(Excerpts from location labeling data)
───
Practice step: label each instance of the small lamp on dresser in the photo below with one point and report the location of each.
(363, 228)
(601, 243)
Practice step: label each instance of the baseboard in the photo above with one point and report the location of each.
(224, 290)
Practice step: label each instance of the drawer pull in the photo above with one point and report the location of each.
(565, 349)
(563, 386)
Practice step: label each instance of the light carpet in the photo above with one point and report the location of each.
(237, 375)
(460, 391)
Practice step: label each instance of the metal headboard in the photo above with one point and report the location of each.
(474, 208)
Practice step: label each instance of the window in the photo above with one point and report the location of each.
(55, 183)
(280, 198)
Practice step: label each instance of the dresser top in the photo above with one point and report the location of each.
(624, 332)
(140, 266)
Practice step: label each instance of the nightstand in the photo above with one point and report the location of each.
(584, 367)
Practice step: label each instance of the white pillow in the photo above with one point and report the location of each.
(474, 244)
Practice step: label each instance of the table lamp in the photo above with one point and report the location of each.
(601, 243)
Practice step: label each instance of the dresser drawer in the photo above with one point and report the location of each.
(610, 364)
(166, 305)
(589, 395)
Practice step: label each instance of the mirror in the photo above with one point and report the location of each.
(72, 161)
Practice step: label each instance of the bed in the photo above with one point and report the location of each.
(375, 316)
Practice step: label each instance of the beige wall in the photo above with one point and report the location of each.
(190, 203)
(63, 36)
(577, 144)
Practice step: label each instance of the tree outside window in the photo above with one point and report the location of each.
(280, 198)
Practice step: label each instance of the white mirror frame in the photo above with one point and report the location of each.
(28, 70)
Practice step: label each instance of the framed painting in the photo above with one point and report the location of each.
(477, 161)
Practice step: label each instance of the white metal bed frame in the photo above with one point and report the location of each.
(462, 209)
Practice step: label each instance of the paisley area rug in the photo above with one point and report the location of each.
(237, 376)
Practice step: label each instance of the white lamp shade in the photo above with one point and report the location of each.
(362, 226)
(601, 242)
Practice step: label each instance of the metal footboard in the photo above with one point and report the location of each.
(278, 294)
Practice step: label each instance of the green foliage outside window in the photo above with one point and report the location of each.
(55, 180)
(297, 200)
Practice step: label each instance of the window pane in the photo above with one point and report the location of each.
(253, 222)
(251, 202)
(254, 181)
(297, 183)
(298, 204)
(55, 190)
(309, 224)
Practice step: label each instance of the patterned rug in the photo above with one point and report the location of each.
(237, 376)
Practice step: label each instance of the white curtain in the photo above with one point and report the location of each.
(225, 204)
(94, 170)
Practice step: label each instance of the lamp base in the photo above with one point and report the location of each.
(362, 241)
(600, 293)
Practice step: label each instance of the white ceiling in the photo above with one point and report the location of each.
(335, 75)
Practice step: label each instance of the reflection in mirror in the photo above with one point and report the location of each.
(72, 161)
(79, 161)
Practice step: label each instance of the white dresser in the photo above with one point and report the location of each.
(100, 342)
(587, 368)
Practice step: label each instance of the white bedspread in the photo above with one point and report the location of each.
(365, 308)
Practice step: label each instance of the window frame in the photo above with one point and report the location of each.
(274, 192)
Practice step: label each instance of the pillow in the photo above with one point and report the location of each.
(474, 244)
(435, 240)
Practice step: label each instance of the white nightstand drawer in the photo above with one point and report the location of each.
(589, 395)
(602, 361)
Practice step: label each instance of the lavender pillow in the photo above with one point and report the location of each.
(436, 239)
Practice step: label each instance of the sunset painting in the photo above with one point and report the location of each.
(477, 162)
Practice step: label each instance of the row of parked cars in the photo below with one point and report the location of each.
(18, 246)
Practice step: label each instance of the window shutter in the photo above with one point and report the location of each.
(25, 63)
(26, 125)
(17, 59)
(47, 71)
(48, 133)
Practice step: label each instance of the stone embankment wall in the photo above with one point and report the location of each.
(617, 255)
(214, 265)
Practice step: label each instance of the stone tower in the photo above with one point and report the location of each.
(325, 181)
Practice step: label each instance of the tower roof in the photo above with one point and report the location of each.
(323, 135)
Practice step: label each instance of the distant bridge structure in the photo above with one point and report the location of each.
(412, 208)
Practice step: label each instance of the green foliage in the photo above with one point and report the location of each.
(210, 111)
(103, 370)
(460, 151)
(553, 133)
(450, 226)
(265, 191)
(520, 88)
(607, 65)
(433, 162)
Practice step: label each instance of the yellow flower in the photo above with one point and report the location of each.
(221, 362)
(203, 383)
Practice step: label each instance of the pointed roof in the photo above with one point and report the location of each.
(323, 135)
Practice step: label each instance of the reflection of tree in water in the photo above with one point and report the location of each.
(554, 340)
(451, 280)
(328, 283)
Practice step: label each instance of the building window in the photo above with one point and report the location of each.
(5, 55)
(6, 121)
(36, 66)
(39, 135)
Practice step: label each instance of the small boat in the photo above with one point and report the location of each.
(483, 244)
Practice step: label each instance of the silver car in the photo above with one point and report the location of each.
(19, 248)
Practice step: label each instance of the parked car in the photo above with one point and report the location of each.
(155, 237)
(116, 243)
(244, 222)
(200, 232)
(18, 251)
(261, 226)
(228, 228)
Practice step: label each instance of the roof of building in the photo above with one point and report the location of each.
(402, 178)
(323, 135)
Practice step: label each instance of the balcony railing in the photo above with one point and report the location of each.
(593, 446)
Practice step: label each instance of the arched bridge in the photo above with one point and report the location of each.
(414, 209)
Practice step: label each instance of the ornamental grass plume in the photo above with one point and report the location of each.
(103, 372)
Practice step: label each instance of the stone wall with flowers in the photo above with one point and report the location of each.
───
What the task requires: Rewrite all of the rows above as a JSON list of strings, with one string for each line and any blank lines left out.

Result of the task:
[
  "Practice step: label each instance of the small lamp on dresser in the photo below with one point and report the location of each.",
  "(363, 228)",
  "(601, 243)",
  "Practice step: label each instance of the baseboard in the photo above with one point and report the location of each.",
  "(224, 290)",
  "Practice step: label each instance of the drawer pull in the photo above with one point and report the location of each.",
  "(565, 349)",
  "(563, 386)",
  "Practice step: label each instance of the light carpet in the photo above with one point and report the location of each.",
  "(237, 375)",
  "(460, 391)",
  "Practice step: label each instance of the metal headboard in the photo above with one point and report the location of each.",
  "(474, 208)",
  "Practice step: label each instance of the window in the photo above with one point and report the location of each.",
  "(55, 183)",
  "(280, 198)",
  "Practice step: label each instance of the dresser top in the photo above with one point and report the location of each.",
  "(624, 332)",
  "(140, 266)",
  "Practice step: label each instance of the nightstand in the photo above with one point and report the location of each.",
  "(584, 367)",
  "Practice step: label each instance of the white pillow in the photo above with one point and report the location of each.",
  "(474, 244)",
  "Practice step: label each instance of the table lamp in the photo above with one point and report the location of each.",
  "(601, 243)",
  "Practice step: label each instance of the dresser drawer in the photo above with one point and report the location of each.",
  "(610, 364)",
  "(166, 305)",
  "(589, 395)",
  "Practice step: label each instance of the mirror in the photo above with one point and report the location of each.",
  "(72, 161)",
  "Practice step: label each instance of the bed in the photo above with one point and report the location of each.",
  "(375, 316)",
  "Practice step: label each instance of the beige wall in the photo above with one point and report the location of each.",
  "(190, 203)",
  "(63, 36)",
  "(577, 144)",
  "Practice step: label each instance of the tree outside window in the photo above with one point and report the location of each.",
  "(280, 198)",
  "Practice step: label each instance of the white mirror frame in the photo above with one point and report the location of each.",
  "(28, 70)",
  "Practice step: label each instance of the framed painting in the photo above with one point and report the location of each.",
  "(477, 161)",
  "Practice step: label each instance of the white metal bed frame in the photo above with one point and report the location of each.",
  "(462, 209)",
  "Practice step: label each instance of the paisley area rug in the photo above with one point and report the location of each.",
  "(237, 376)",
  "Practice step: label each instance of the white lamp shade in the photo above with one point and report the location of each.",
  "(362, 226)",
  "(601, 242)",
  "Practice step: label each instance of the metal footboard in the photo above with one point and report the location of each.",
  "(278, 294)",
  "Practice step: label each instance of the green foliage outside window in the photo above with one point and report the location of each.",
  "(55, 180)",
  "(297, 200)",
  "Practice step: label each instance of the window pane in the photo above with one point and report the location of each.",
  "(253, 222)",
  "(251, 202)",
  "(254, 181)",
  "(297, 183)",
  "(298, 204)",
  "(55, 190)",
  "(309, 224)",
  "Practice step: label each instance of the patterned rug in the photo above with one point and report the location of each.",
  "(237, 376)",
  "Practice step: label each instance of the white curtain in the photo above with one point and report the location of each.",
  "(225, 204)",
  "(94, 170)",
  "Practice step: label each instance of the lamp base in the photo above with one point and report the location of each.",
  "(362, 241)",
  "(600, 293)",
  "Practice step: label each instance of the white ceiling in the photo above with one point and report the location of each.",
  "(335, 75)",
  "Practice step: label each instance of the reflection in mirror in the photo above with one point and report the location of each.",
  "(72, 161)",
  "(79, 161)",
  "Practice step: label each instance of the white dresser in the photo above with one point and report the location of each.",
  "(100, 342)",
  "(587, 368)",
  "Practice step: label each instance of the white bedspread in the photo above with one point and report the location of each.",
  "(365, 308)",
  "Practice step: label each instance of the window frame in the photo above with one point and report the location of each.",
  "(274, 192)",
  "Practice step: label each instance of the pillow in the photo above with one point and report the location of each.",
  "(474, 244)",
  "(435, 240)",
  "Practice step: label each instance of the white nightstand drawer in the photo above with one point and report the location of each.",
  "(589, 395)",
  "(602, 361)",
  "Practice step: label each instance of the lavender pillow in the photo above with one point and report the location of each.",
  "(436, 239)",
  "Practice step: label each instance of the sunset painting in the photo above with one point and report the location of each.",
  "(477, 162)",
  "Practice step: label each instance of the row of parked cars in the photo below with one point and report the location of each.",
  "(18, 246)",
  "Practice step: label each instance of the window shutter in the photo above with one point and report the location of each.",
  "(25, 63)",
  "(26, 125)",
  "(17, 59)",
  "(47, 71)",
  "(48, 133)",
  "Practice step: label each instance of the stone embankment wall in the photo above with one point and report the location of each.",
  "(617, 255)",
  "(214, 265)",
  "Practice step: label each instance of the stone tower in the photo above with one point and report the location of each.",
  "(325, 181)",
  "Practice step: label each instance of the tower roof in the photo above with one point and report the location of each.",
  "(323, 135)",
  "Practice step: label each instance of the distant bridge structure in the photo above with one point and report the location of each.",
  "(412, 208)",
  "Practice step: label each instance of the green foliage in the photo above with one point and report the location of each.",
  "(210, 111)",
  "(103, 370)",
  "(460, 151)",
  "(553, 133)",
  "(450, 226)",
  "(265, 191)",
  "(520, 88)",
  "(607, 65)",
  "(433, 162)",
  "Practice step: label each instance of the yellow flower in the photo above with one point and report the location of each.",
  "(221, 362)",
  "(203, 383)",
  "Practice step: label each instance of the pointed roof in the photo above with one point and report the location of each.",
  "(323, 135)",
  "Practice step: label each instance of the reflection of tree in water in the photo above with one point and report the location of each.",
  "(554, 340)",
  "(451, 280)",
  "(328, 283)",
  "Practice step: label each instance of the building window in the photo above with one point and report the location of each.",
  "(5, 55)",
  "(6, 121)",
  "(36, 66)",
  "(39, 135)",
  "Practice step: label each instance of the small boat in the photo above with one point and report the location of each.",
  "(483, 244)",
  "Practice step: label each instance of the silver car in the photo above with one point and report the location of each.",
  "(19, 248)",
  "Practice step: label each instance of the parked car in the photo above with one point and report the location of each.",
  "(155, 237)",
  "(116, 243)",
  "(244, 222)",
  "(200, 232)",
  "(18, 251)",
  "(261, 226)",
  "(228, 228)",
  "Practice step: label each instance of the roof of building in the photo above with one point and report the location of each.",
  "(402, 178)",
  "(323, 135)",
  "Practice step: label each instance of the balcony railing in the photo above with one point and report the location of each.",
  "(593, 446)",
  "Practice step: label each instance of the arched bridge in the photo above with one point and report the location of each.",
  "(414, 209)",
  "Practice step: label each instance of the ornamental grass plume in the photo above with one point and report the location of each.",
  "(103, 372)",
  "Practice step: label each instance of the stone wall with flowers in the photo above with one point and report the location of each."
]